TEXTE EXTRAIT:
C'est en 1314 qu'Isabelle dénonce auprès de Philippe le Bel l'adultère de ses belles-soeurs. La réputation d'Isabelle en France, à cause du rôle qu'elle aura joué dans l'affaire de la Tour de Nesle, en souffrira durablement. 10 ans plus tard, ce sera elle qui sera une reine adultère. Dans les bras du fougueux Roger Mortimer, a-t-elle pensé au destin de sa belle-soeur, Marguerite de Bourgogne ?
DE NOUVEAUX FAVORIS, LES DESPENSER
C'est dans cette période de trouble que s'élèvent alors les deux nouveaux favoris royaux, à la consternation d'Isabelle : le seigneur Hugues Despenser l'Aîné, qui avait toujours été l'un des plus fervents soutiens du roi et de Gaveston quelques années auparavant, et son fils également prénommé Hugues. C'est avec le fils, Hugues le Jeune, qu'Édouard se montre le plus intime. Hugues a le même âge que le roi. On pense assez généralement qu'Édouard et Hugues ont entamé une relation d'ordre sexuelle à cette époque.
Mais alors qu'Isabelle avait pu s'entendre avec Gaveston, il apparaît vite qu'un tel compromis ne sera jamais possible entre la reine et le nouveau favori.

DONNÉES FOURNIES:
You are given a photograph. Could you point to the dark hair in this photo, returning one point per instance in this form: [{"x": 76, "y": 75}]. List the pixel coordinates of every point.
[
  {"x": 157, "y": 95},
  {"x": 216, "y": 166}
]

LISTE DES TÂCHES:
**1)** D'après le texte extrait, en quelle année Isabelle dénonce-t-elle auprès de Philippe le Bel l'adultère de ses belles-sœurs ?
**2)** Relevez toutes les personnes nommées dans le texte extrait.

RÉSULTATS PAR TÂCHE:
**1)** En 1314.

**2)** Isabelle, Philippe le Bel, Roger Mortimer, Marguerite de Bourgogne, Hugues Despenser l'Aîné, Hugues le Jeune, Édouard, Gaveston